En definitiva, otro caso que me ha hecho suponer si no se habrá equivocado el autor al complicar la vida al lector. Me pregunto si Carpentier pretendía ser original escribiendo así, diferenciándose de la masa de escritores de su época, o, tal vez, solo pretendía mostrar su dominio de la lengua. No hay forma de saberlo.

Después de lo dicho, ¿recomendaría la lectura de El acoso? Ya he vuelto a caer en la trampa; ya dije que no recomendaría libros. Una novela puede ser una obra maestra para unos y algo obviable para otros. Depende de las preferencias de cada cual.

En cualquier caso, con estas frases que siguen quiero dejar constancia de la elevada calidad literaria de la prosa de Alejo Carpentier, sobre todo en lo que se refiere a su visualidad y sensualidad:

- Después del sofocante anochecer, los cuerpos estaban como relajados, compartiendo el alivio de las plantas abiertas entre las pérgolas del parque.

Datos proporcionados:
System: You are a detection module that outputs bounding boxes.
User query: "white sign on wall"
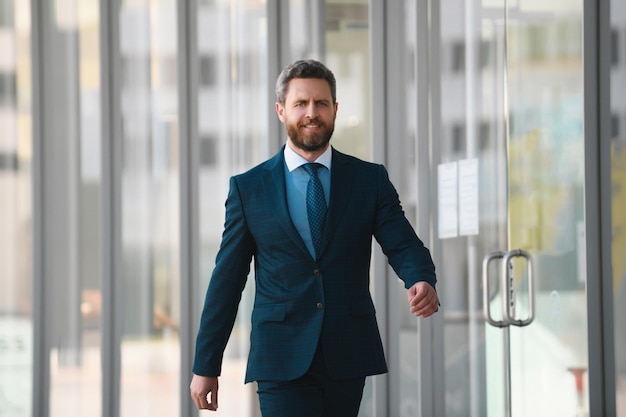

Qué hacer:
Reproduce completo y sin ningún cambio el extracto sobre El acoso de Alejo Carpentier.

Respuesta final:
En definitiva, otro caso que me ha hecho suponer si no se habrá equivocado el autor al complicar la vida al lector. Me pregunto si Carpentier pretendía ser original escribiendo así, diferenciándose de la masa de escritores de su época, o, tal vez, solo pretendía mostrar su dominio de la lengua. No hay forma de saberlo.

Después de lo dicho, ¿recomendaría la lectura de El acoso? Ya he vuelto a caer en la trampa; ya dije que no recomendaría libros. Una novela puede ser una obra maestra para unos y algo obviable para otros. Depende de las preferencias de cada cual.

En cualquier caso, con estas frases que siguen quiero dejar constancia de la elevada calidad literaria de la prosa de Alejo Carpentier, sobre todo en lo que se refiere a su visualidad y sensualidad:

- Después del sofocante anochecer, los cuerpos estaban como relajados, compartiendo el alivio de las plantas abiertas entre las pérgolas del parque.